*Request*. Return every line of the material exactly.

*Extracted data*.
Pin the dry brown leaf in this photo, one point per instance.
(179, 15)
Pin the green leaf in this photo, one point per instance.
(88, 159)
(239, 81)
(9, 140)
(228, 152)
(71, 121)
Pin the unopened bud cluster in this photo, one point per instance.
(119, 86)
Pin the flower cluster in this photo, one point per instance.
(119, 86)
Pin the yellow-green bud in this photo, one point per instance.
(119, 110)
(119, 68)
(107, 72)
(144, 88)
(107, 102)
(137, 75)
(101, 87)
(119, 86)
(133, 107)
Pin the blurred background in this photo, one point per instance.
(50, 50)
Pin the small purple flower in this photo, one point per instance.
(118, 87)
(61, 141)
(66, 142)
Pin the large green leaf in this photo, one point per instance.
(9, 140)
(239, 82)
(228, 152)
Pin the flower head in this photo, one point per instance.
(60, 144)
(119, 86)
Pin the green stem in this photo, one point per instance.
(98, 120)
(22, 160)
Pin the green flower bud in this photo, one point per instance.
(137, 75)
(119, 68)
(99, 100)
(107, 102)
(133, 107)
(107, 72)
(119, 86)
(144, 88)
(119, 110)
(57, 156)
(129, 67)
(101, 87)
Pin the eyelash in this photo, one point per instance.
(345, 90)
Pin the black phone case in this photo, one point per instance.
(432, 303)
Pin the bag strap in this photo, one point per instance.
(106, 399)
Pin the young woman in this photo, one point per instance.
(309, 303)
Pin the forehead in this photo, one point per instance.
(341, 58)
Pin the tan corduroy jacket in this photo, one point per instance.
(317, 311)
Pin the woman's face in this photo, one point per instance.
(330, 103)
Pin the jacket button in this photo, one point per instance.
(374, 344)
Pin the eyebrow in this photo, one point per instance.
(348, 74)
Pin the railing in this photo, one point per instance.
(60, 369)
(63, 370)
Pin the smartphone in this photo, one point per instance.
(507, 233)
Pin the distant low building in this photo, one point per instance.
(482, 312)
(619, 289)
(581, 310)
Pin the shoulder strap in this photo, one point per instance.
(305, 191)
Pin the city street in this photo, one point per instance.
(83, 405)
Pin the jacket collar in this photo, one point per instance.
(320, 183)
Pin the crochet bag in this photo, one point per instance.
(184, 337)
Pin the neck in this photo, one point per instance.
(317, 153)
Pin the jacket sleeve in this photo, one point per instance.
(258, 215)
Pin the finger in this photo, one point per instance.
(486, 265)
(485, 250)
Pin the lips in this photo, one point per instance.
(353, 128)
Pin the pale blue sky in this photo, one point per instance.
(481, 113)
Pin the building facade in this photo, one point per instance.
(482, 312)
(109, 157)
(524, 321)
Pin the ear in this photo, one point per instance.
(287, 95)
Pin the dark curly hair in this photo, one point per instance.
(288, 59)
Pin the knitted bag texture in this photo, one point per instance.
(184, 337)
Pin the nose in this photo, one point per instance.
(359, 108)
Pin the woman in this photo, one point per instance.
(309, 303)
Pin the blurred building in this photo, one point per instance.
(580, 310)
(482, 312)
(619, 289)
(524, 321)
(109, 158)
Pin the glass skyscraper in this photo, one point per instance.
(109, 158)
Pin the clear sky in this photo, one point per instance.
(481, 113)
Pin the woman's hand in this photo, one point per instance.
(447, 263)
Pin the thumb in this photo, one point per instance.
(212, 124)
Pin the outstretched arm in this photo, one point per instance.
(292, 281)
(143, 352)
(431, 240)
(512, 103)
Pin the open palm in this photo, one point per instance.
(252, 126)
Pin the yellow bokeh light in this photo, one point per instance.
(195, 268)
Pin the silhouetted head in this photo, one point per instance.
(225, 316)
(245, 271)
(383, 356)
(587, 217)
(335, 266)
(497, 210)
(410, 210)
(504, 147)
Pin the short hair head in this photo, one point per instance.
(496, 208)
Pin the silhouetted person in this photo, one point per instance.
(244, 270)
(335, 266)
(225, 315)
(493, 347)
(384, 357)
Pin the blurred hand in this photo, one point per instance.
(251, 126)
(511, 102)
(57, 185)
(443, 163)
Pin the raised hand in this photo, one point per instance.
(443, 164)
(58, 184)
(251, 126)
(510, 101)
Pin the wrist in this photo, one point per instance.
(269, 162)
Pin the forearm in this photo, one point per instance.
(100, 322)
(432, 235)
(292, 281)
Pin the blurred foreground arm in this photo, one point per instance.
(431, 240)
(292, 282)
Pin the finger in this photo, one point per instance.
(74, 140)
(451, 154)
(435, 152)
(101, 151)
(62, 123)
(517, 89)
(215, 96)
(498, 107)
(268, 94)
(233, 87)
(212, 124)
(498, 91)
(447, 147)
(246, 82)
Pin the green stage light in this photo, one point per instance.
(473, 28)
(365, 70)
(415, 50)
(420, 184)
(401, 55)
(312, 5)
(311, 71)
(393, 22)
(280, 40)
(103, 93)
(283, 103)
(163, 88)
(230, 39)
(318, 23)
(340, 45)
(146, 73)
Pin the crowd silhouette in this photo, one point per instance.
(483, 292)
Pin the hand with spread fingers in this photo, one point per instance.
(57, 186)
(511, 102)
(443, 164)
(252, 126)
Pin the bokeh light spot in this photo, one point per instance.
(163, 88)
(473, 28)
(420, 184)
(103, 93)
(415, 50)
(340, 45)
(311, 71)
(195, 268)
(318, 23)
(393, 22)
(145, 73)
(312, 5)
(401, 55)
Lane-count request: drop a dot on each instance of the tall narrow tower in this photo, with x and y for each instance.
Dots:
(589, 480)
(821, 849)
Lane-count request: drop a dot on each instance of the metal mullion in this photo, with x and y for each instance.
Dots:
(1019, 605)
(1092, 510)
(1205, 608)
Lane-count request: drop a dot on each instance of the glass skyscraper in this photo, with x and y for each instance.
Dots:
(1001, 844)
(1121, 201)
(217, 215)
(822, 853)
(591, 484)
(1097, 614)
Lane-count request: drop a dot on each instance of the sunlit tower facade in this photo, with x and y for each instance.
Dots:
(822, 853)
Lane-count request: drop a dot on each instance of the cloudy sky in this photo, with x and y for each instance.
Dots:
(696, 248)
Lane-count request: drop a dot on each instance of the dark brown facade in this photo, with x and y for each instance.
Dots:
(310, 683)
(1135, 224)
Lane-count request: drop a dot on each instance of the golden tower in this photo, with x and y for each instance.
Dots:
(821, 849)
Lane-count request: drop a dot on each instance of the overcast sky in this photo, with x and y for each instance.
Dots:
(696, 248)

*Answer for this exercise*.
Pin the dry brown leaf in this photo, one point per instance.
(179, 15)
Pin the green leaf in this photo, one point per instance.
(88, 159)
(239, 81)
(9, 140)
(228, 152)
(71, 121)
Pin the unopened bud cluster in this photo, one point per instance.
(119, 86)
Pin the flower cluster in this photo, one point per instance.
(119, 86)
Pin the yellow-green bud in this photo, one point per instance.
(119, 110)
(119, 68)
(107, 72)
(144, 88)
(107, 102)
(137, 75)
(101, 87)
(119, 86)
(133, 107)
Pin the blurred background in this photo, one point per instance.
(50, 50)
Pin the small purple flower in this photo, one point per instance.
(118, 87)
(61, 141)
(66, 142)
Pin the large green leaf in this photo, one point per instance.
(9, 140)
(239, 82)
(228, 152)
Pin the flower head in this photo, one point per instance.
(60, 144)
(119, 86)
Pin the green stem in this photo, one point per instance.
(98, 120)
(22, 160)
Pin the green flower bud in this photo, one point per instance.
(137, 75)
(119, 68)
(99, 100)
(107, 102)
(133, 107)
(107, 72)
(119, 86)
(144, 88)
(119, 110)
(57, 156)
(129, 67)
(101, 87)
Pin the eyelash in this photo, one point per instance.
(345, 90)
Pin the black phone case in this photo, one point per instance.
(432, 303)
Pin the bag strap in this photo, one point per instance.
(106, 399)
Pin the young woman in this photo, one point per instance.
(309, 303)
Pin the forehead in this photo, one point per instance.
(341, 58)
Pin the tan corduroy jacket in this photo, one point per instance.
(317, 311)
Pin the woman's face in this photo, one point per instance.
(330, 103)
Pin the jacket button in this photo, one point per instance.
(374, 344)
Pin the eyebrow in this photo, one point per instance.
(348, 74)
Pin the railing in this photo, one point per instance.
(60, 369)
(63, 370)
Pin the smartphone in this photo, one point per instance.
(507, 233)
Pin the distant low building in this photo, one point per instance.
(482, 312)
(619, 289)
(581, 310)
Pin the shoulder strap in this photo, one point per instance.
(305, 191)
Pin the city street in this photo, one point per instance.
(83, 405)
Pin the jacket collar in this photo, one point per instance.
(320, 183)
Pin the crochet bag in this photo, one point per instance.
(184, 337)
Pin the neck in this photo, one point per instance.
(317, 153)
Pin the jacket sleeve in this photo, one point per instance.
(258, 215)
Pin the finger in this photo, one point per instance.
(486, 265)
(485, 250)
Pin the lips in this photo, one point per instance.
(353, 128)
Pin the pale blue sky in this photo, one point per instance.
(481, 113)
Pin the building facade in this photo, one point per instance.
(482, 312)
(109, 157)
(524, 321)
Pin the ear in this photo, one point per instance.
(287, 95)
Pin the dark curly hair in this photo, one point per instance.
(288, 59)
Pin the knitted bag texture in this photo, one point per instance.
(184, 337)
Pin the nose in this photo, one point per instance.
(359, 108)
Pin the woman in this photo, one point per instance.
(309, 303)
Pin the blurred building in this photo, one point per instance.
(580, 310)
(482, 312)
(619, 289)
(524, 321)
(109, 158)
Pin the glass skyscraper in this photo, one point per instance.
(109, 158)
Pin the clear sky in this photo, one point per instance.
(481, 113)
Pin the woman's hand in this photo, one point per instance.
(447, 263)
Pin the thumb in this photo, one point per instance.
(212, 124)
Pin the outstretched arm in this photo, one point per instance.
(292, 281)
(143, 352)
(431, 240)
(512, 103)
Pin the open palm in this photo, one point per instance.
(252, 126)
Pin the yellow bokeh light in this photo, one point per instance.
(195, 268)
Pin the silhouetted head in this photo, one point per instance.
(225, 316)
(245, 271)
(383, 356)
(587, 217)
(335, 266)
(497, 210)
(410, 210)
(504, 147)
Pin the short hair head in this photo, one point per instance.
(496, 208)
Pin the silhouetted person in this photo, one point per instance.
(244, 270)
(335, 266)
(225, 315)
(493, 347)
(384, 357)
Pin the blurred hand in this photo, one point per instance.
(251, 126)
(511, 102)
(57, 185)
(443, 163)
Pin the raised hand in this photo, one point per instance.
(443, 164)
(58, 184)
(251, 126)
(510, 101)
Pin the wrist in this photo, one point per instance.
(269, 162)
Pin the forearm in this photo, one point per instance.
(100, 322)
(432, 235)
(292, 281)
Pin the blurred foreground arm in this photo, one point per instance.
(431, 240)
(292, 282)
Pin the finger in this photo, one point per instance.
(74, 140)
(451, 154)
(435, 152)
(101, 151)
(62, 123)
(517, 89)
(215, 96)
(498, 107)
(268, 94)
(233, 87)
(212, 124)
(498, 91)
(447, 147)
(246, 82)
Pin the green stage light in this photo, one point per instance.
(473, 28)
(365, 70)
(415, 50)
(420, 184)
(401, 55)
(312, 5)
(311, 71)
(393, 22)
(280, 40)
(103, 93)
(283, 103)
(163, 88)
(230, 39)
(318, 23)
(340, 45)
(146, 73)
Pin the crowd silhouette in this photo, one point per instance.
(483, 292)
Pin the hand with spread fingers in this photo, one point per instance.
(57, 186)
(511, 102)
(443, 164)
(252, 126)
Pin the bokeh light spot in this photo, one point per instance.
(163, 88)
(473, 28)
(420, 184)
(103, 93)
(415, 50)
(340, 45)
(311, 71)
(195, 268)
(318, 23)
(393, 22)
(145, 73)
(312, 5)
(401, 55)
Lane-count request: drop a dot on each instance of the tall narrow tower in this photo, with x and y for each instance.
Dots:
(589, 480)
(821, 849)
Lane-count request: drop a dot on each instance of the metal mullion in this photo, with x and y for each instance.
Dots:
(1019, 605)
(1092, 510)
(1205, 608)
Lane-count request: drop a dot on each instance of the glass skyscraper in this photo, with x and y for each instance.
Dots:
(1001, 844)
(1121, 201)
(217, 215)
(822, 853)
(591, 484)
(1097, 614)
Lane-count request: drop a dot on each instance of the sunlit tower facade in this photo, with x and y for each instance.
Dots:
(822, 853)
Lane-count request: drop a dot on each instance of the cloudy sky in this photo, with x and y for each instance.
Dots:
(696, 248)
Lane-count request: drop a dot on each instance of the dark brown facade in this photo, with x and y for each instance.
Dots:
(310, 683)
(1135, 224)
Lane-count request: drop a dot on each instance of the golden tower in this photo, with x and y for each instance.
Dots:
(821, 849)
Lane-count request: drop a dot on each instance of the overcast sky in this photo, with x and y for each instance.
Dots:
(696, 248)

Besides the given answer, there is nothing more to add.